■ Given entries
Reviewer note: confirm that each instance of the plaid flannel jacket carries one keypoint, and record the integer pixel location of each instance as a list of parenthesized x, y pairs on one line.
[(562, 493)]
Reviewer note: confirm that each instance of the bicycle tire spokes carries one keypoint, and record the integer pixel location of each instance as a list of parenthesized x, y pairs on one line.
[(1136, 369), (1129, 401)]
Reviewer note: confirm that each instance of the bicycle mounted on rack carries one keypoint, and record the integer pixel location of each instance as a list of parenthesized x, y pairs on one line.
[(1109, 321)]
...
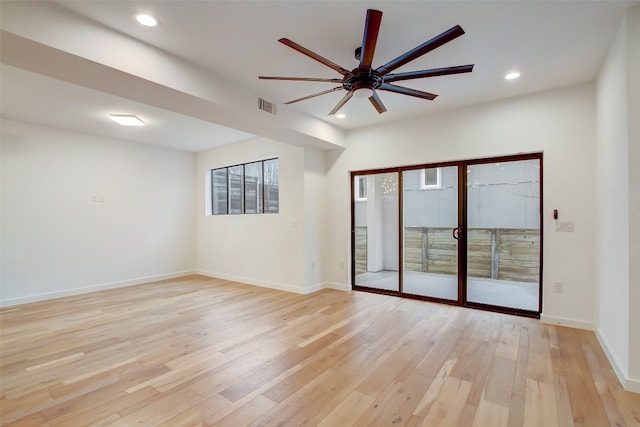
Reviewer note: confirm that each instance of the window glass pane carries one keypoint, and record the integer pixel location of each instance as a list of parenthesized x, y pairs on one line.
---
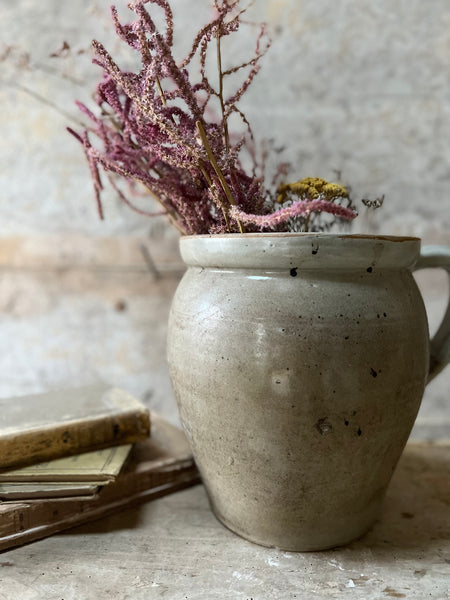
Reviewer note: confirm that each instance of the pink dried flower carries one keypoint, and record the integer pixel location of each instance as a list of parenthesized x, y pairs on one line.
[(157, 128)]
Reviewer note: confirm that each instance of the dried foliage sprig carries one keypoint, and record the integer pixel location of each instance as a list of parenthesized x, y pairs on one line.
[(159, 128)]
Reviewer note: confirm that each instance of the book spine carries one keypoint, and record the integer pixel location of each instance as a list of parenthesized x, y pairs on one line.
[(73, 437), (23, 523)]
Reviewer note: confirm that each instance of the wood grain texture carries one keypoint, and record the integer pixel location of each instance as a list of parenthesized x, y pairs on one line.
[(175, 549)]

■ Given problem
Find each line in the listing above that contains the word "bicycle", and copy those lines out in full.

■ Correct result
Reviewer note: confirm that each instance of the bicycle tire spokes carries one keypoint, and record the integer pixel location of each instance as a list of parenthesized x, y pairs on one line.
Reviewer note: confirm that each instance of the bicycle mounted on rack carries one keypoint, and record the integer pixel location of each instance as a list of parenthesized x, y pairs on one line.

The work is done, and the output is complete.